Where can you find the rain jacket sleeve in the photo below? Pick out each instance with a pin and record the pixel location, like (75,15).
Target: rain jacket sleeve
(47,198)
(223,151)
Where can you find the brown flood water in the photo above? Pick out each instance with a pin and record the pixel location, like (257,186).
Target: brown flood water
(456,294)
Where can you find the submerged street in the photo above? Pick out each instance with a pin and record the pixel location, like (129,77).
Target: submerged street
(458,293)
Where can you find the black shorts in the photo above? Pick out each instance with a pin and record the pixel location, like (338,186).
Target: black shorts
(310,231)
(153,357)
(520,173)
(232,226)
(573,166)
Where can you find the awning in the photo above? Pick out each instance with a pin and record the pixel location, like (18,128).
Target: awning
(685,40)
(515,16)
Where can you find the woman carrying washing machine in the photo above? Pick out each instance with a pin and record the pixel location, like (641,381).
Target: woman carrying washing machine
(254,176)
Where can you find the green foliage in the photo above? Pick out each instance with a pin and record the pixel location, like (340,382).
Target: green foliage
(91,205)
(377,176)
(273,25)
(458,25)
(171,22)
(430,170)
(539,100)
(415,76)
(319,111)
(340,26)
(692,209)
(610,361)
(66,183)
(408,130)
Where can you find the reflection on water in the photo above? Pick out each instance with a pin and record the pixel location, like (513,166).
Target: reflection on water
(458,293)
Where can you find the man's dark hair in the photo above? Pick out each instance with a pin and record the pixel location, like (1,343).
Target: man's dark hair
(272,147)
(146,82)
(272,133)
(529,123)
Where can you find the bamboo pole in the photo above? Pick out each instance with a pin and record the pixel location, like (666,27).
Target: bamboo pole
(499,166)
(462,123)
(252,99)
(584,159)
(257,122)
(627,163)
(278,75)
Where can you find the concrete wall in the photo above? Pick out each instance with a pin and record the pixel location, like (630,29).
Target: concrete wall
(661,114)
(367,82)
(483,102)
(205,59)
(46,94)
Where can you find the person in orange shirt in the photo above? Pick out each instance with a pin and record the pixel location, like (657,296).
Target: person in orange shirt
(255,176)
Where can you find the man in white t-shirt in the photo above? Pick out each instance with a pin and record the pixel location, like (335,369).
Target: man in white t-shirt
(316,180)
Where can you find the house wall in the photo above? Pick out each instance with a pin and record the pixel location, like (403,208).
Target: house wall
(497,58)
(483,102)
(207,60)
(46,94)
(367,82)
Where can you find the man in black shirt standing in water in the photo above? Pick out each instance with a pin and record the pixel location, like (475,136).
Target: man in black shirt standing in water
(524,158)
--------
• WORK REQUIRED
Beginning at the line that contains "Where can you find the man in white", retype each line of the listing up to and including the last one, exactly as it stands, and nothing else.

• FULL SOLUTION
Where can you find the man in white t-shirt in the photo above? Pick out each instance with a pin and record the pixel location, like (335,369).
Target: man in white t-shirt
(316,180)
Where can you find the house wall in the photo above? Pick out each instance with a pin and record the pixel location, like (403,208).
Target: house wall
(497,58)
(483,102)
(207,60)
(46,94)
(367,82)
Where can you find the man in black shirt standing in water in the photo above? Pick out each instance with a pin and record the pixel location, like (475,136).
Target: man in black shirt standing in water
(524,158)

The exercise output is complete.